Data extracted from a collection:
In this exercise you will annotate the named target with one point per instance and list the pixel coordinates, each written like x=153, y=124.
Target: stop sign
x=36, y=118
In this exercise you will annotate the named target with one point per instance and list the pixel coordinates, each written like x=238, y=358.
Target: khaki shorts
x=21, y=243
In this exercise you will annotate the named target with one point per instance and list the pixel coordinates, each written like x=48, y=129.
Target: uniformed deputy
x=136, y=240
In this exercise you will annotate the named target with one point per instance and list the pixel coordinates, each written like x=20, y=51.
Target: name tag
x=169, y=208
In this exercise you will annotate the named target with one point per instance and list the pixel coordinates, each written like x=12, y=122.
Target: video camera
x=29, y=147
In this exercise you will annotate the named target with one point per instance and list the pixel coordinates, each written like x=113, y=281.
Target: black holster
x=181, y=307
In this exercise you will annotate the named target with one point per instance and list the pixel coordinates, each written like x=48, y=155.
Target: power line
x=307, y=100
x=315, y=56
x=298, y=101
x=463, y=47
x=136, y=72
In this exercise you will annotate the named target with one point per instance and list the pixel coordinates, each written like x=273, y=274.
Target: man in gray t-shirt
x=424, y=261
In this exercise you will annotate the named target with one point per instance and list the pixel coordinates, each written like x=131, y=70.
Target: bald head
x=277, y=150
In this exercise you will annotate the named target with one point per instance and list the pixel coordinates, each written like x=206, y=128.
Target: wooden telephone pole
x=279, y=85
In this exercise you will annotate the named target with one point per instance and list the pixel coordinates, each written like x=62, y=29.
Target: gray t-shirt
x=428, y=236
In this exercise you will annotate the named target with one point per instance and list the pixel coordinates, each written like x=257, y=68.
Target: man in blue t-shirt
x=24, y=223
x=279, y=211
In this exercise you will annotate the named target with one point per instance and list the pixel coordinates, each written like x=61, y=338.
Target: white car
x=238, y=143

**What the exercise asks**
Copy every record above exactly as it is.

**Solution to this problem**
In this exercise you will annotate the named target with one point per instance and list the pixel coordinates, each written like x=153, y=124.
Target: stop sign
x=36, y=118
In this exercise you will annotate the named target with one point per instance and list the pixel coordinates, each written like x=238, y=358.
Target: khaki shorts
x=21, y=243
In this exercise you will annotate the named target with one point per instance and list the pixel coordinates, each written like x=48, y=129.
Target: uniformed deputy
x=136, y=240
In this exercise you will annotate the named target with one point per instance and list the pixel coordinates, each written like x=20, y=51.
Target: name tag
x=169, y=208
In this exercise you will annotate the named target with one point per instance and list the pixel coordinates, each written like x=12, y=122.
Target: video camera
x=29, y=147
In this exercise you will annotate the named target with one point per instance and list the pixel coordinates, each written like x=113, y=281.
Target: black holster
x=181, y=307
In this exercise you will annotate the named target with one point per instance and list the pixel coordinates, each written like x=48, y=155.
Target: power line
x=307, y=100
x=315, y=56
x=298, y=101
x=463, y=47
x=136, y=72
In this exercise you will annotate the named target with one point per instance and list the pixel coordinates, each written like x=273, y=274.
Target: man in gray t-shirt
x=424, y=261
In this exercise you will annotate the named target with one point per instance and list the pixel coordinates, each written like x=131, y=70.
Target: bald head
x=277, y=150
In this exercise you will annotate the named target with one point per instance and list the pixel coordinates, each written like x=206, y=128.
Target: wooden telephone pole
x=279, y=85
In this exercise you will annotate the named target with one point per instance and list the pixel coordinates, each written like x=62, y=29.
Target: gray t-shirt
x=428, y=236
In this exercise you will annotate the named target with one point per instance and list the pixel coordinates, each written like x=257, y=68.
Target: man in blue t-shirt
x=24, y=223
x=279, y=211
In this exercise you will annotate the named target with one point per instance and list the pixel coordinates, each written like x=61, y=338.
Target: white car
x=238, y=143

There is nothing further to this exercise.